SUPPLIED DATA START
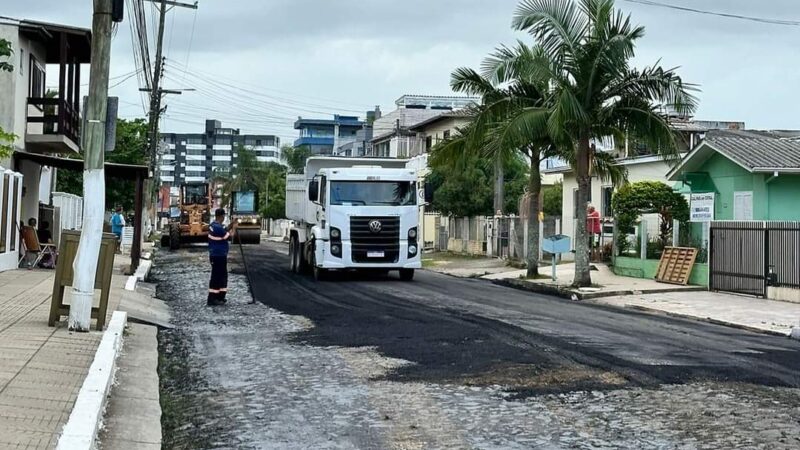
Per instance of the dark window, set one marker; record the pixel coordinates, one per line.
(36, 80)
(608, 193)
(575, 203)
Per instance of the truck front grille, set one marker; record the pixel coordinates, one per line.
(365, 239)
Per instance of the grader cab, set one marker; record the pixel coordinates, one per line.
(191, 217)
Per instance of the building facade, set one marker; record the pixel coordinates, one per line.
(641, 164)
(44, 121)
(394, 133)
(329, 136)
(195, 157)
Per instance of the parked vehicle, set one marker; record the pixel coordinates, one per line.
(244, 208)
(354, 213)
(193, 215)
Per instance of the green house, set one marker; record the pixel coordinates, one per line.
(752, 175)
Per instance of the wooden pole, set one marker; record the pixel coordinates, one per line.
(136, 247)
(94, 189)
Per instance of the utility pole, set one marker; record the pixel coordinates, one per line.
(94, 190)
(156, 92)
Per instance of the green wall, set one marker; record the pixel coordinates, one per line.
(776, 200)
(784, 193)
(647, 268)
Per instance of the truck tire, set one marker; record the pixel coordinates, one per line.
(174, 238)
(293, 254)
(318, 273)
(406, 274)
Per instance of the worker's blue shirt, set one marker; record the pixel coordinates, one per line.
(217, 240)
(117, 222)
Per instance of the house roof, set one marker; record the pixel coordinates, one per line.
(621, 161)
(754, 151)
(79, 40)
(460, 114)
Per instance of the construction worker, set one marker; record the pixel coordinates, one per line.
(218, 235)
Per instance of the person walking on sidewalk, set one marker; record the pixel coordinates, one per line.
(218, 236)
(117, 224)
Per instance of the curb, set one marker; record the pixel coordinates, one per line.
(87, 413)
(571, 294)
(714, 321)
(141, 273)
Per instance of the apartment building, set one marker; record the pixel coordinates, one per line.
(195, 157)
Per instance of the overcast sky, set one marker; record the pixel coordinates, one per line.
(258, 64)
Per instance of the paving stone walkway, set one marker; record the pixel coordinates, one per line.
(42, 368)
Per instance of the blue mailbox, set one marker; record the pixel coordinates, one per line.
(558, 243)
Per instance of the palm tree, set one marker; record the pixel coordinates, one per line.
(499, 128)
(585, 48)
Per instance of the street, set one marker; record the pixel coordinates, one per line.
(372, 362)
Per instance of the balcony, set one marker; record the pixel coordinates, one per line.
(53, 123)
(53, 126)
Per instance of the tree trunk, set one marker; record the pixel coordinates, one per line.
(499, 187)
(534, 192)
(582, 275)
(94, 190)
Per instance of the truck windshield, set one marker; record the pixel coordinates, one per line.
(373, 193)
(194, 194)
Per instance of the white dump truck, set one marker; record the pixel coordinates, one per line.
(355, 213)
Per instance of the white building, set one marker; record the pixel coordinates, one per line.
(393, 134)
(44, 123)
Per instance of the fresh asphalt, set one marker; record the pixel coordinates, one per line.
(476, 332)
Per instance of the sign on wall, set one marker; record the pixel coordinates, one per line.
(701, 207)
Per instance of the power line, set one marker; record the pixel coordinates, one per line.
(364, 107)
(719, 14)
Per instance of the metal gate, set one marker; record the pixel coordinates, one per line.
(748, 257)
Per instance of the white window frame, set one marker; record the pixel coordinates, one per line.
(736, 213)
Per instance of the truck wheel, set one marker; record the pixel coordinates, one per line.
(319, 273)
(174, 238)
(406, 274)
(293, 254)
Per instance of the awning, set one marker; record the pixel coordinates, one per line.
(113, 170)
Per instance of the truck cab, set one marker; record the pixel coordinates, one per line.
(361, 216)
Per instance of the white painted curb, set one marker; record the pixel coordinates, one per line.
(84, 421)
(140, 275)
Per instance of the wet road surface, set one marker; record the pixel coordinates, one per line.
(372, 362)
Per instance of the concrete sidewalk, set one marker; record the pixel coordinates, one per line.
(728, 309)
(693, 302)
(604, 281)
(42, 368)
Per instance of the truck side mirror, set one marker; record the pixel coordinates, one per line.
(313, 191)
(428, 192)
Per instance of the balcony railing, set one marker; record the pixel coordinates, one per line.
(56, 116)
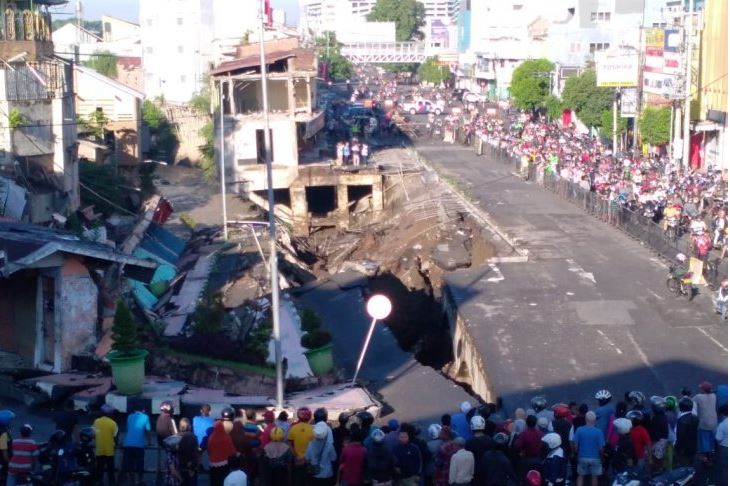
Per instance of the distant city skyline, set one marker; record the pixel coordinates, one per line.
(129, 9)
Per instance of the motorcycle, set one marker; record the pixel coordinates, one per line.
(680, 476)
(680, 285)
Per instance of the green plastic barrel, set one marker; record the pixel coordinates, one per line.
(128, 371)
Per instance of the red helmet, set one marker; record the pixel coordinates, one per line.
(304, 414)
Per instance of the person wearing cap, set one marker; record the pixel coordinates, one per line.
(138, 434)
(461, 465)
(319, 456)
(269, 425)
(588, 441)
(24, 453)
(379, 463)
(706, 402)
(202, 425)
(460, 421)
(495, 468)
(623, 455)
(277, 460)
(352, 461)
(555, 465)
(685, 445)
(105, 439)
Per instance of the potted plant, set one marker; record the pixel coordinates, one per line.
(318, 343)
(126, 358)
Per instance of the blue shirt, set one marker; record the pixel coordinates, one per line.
SUPPLIED DATA END
Could you restate every entry above word for word, leaving out the pictures?

- RESULT OF THIS TASK -
Per instance of the dark window, set one marker; record the pixel coordinates, one per line.
(36, 80)
(608, 193)
(575, 203)
Per instance of the truck front grille, set one marker; record the pixel coordinates, one per line.
(365, 239)
Per instance of the grader cab, set one marker; record the pixel coordinates, one per line.
(191, 217)
Per instance of the building facade, set one marker; record the pixel coordinates, one per line.
(641, 164)
(44, 121)
(394, 133)
(329, 136)
(195, 157)
Per instance of the parked vehicle, set one marker; record the pixel coordinates, one per line.
(244, 208)
(354, 213)
(193, 215)
Per instance of the green house, set one marker; record the pixel coordinates, one per line.
(752, 175)
Per instance of the wooden pole, set one marker; record the pixel coordinates, one per line.
(136, 247)
(94, 189)
Per instance of the utility pole, set one marker; record the pixel coordinates, one per line.
(94, 190)
(156, 92)
Per instance of the green wall, set one marker; record the pixel coordinates, one per line.
(776, 200)
(784, 193)
(647, 268)
Per instance of the truck tire, set one marker; record the pixel coordinates, one per line.
(174, 238)
(293, 254)
(318, 273)
(406, 274)
Per instance of the worker's blue shirt, set one marker; record the pixel coordinates, one per line.
(217, 240)
(117, 222)
Per instance of the house roof, set one marker; record the pixel coordinates, one per line.
(621, 161)
(754, 151)
(79, 40)
(460, 114)
Per instance of the construction worker, set one marker; record the pixel coordinates, one per line.
(218, 235)
Per instance of the person walking on sidewalk, set one marker; record the pixel coordinates, one per line.
(218, 236)
(117, 224)
Per instance of the curb, set one marker; record the pixel coordinates, one per line.
(87, 413)
(571, 294)
(714, 321)
(141, 273)
Per instance of the apartment building, set one marker; record the pixel coordinates, one per line.
(195, 157)
Per instance of the overcast sky, set one marker; record the pixel coordinates, one per line.
(258, 64)
Per instance of the paving stone walkway, set one marker; record the pixel coordinates, one per line.
(42, 368)
Per instance of the blue mailbox, set one marker; record the pixel coordinates, one per line.
(558, 243)
Per instance of the palm tree, set one marker; record the pixel coordinates, one per line.
(499, 128)
(585, 48)
Per instance of the street, set one marker; record the pixel coordinates, one per line.
(372, 362)
Per instance of the balcony, set one marker; record the pixel coordinates, one per line.
(53, 123)
(53, 126)
Per instance of the tree trunk, set one marker; record the pixel coordinates, one per line.
(499, 187)
(534, 192)
(582, 275)
(94, 190)
Per instance of the truck windshield, set one marker; record the pixel coordinates, one per line.
(373, 193)
(194, 194)
Per instance of the white dump truck, set one marker; record the pixel coordinates, one per line.
(355, 213)
Per instance of the white building, set one marker; record the pixel coordinates, one per line.
(393, 134)
(44, 123)
Per instance of the fresh asphalt, set one marker; record the pixel coordinates, one per line.
(476, 332)
Per instance of the sign on wall, set one marker; record the pixel coordinates, one per line.
(701, 207)
Per instance of the power line, set one marker; record the pixel coordinates, one per line.
(364, 107)
(719, 14)
Per instance of the metal gate, set one marker; record the pixel coordinates, one per line.
(748, 257)
Per instance of the white window frame, set one marker; record the pixel coordinates, one per line.
(736, 213)
Per instance of the truck wheel, set one marker; record the pixel coordinates, one per line.
(319, 273)
(174, 238)
(406, 274)
(293, 254)
Per instance of the awning, set one marker; record the pixel coordinates, one per line.
(113, 170)
Per instance of the truck cab, set one marker; record the pixel coordinates, one per line.
(361, 216)
Per instance of the white painted curb, set one marker; record the pixel coordinates, one per line.
(84, 421)
(140, 275)
Per instance of the wet road surface, set one marker; record the pixel coordinates, one per line.
(372, 362)
Per instance of the concrete sidewalk, set one marker; record the pixel coordinates, one per line.
(728, 309)
(693, 302)
(604, 281)
(42, 368)
Per instance of the truck side mirror, set one marker; record the pixel coordinates, one per line.
(313, 191)
(428, 192)
Per instance of the balcony railing, set one marker; record the pixel coordinates, one per line.
(56, 116)
Per instance of the distant city skyline, set one marker; record the pixel coordinates, one per line.
(129, 9)
Per instance of the motorcycle, set one marker; record the pixel coordinates, one per line.
(680, 476)
(680, 285)
Per instance of the green plastic barrel, set one marker; record the pixel coordinates, one per line.
(128, 371)
Per instance of the red helmet, set one marker; record the pixel coordinates, one per line.
(304, 414)
Per instance of the person wearing cap, set one marker; record the pixel coordinates, one per line.
(138, 434)
(461, 465)
(319, 456)
(269, 425)
(588, 441)
(24, 453)
(379, 463)
(706, 402)
(202, 425)
(460, 421)
(495, 468)
(623, 455)
(277, 460)
(352, 461)
(555, 465)
(685, 445)
(105, 439)
Per instance of the potted plant, set one marker; record the pixel coordinates, one per line.
(318, 343)
(126, 358)
Per instance of the blue shirt, set one marker; record the pixel coordinates, one per line.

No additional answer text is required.